- Instructions to follow: Copy the data below word for word, keeping every line.

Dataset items
++++
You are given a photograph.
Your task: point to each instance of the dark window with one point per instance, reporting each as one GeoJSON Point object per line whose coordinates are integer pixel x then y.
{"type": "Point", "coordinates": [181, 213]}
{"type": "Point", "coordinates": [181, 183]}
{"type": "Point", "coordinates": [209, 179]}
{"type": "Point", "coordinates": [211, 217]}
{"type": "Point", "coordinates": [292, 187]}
++++
- In response:
You are given a photograph.
Your task: point to each instance of the dark window with one point per instance, reporting each as one GeoJSON Point object per line whose coordinates are integer pixel x then y.
{"type": "Point", "coordinates": [181, 213]}
{"type": "Point", "coordinates": [181, 183]}
{"type": "Point", "coordinates": [209, 179]}
{"type": "Point", "coordinates": [211, 217]}
{"type": "Point", "coordinates": [292, 187]}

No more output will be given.